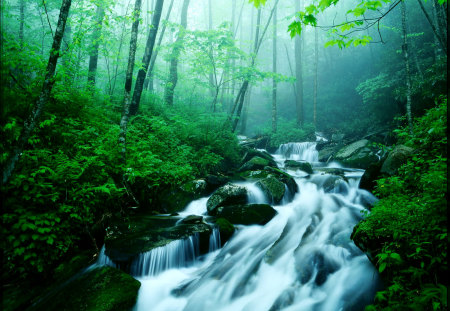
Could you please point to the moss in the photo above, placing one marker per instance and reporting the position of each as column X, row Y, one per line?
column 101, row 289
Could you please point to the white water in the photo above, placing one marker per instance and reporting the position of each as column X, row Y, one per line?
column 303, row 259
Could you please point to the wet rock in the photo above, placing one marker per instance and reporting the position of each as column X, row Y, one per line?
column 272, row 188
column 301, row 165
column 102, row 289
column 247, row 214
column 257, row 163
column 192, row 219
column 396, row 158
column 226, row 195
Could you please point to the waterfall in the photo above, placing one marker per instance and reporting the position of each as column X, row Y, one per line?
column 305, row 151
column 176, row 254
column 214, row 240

--

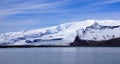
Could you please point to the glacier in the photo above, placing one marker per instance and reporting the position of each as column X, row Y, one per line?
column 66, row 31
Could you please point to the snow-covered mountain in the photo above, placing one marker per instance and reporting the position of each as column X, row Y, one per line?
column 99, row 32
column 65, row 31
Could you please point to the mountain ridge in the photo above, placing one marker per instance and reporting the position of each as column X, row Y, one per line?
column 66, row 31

* * *

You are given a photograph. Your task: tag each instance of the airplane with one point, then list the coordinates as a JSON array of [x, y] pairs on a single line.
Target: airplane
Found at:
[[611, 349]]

**GOAL**
Count the lines in the material above that contain the string "airplane", treating uppercase and lowercase as different. Reply with the number alone.

**WRITTEN ANSWER**
2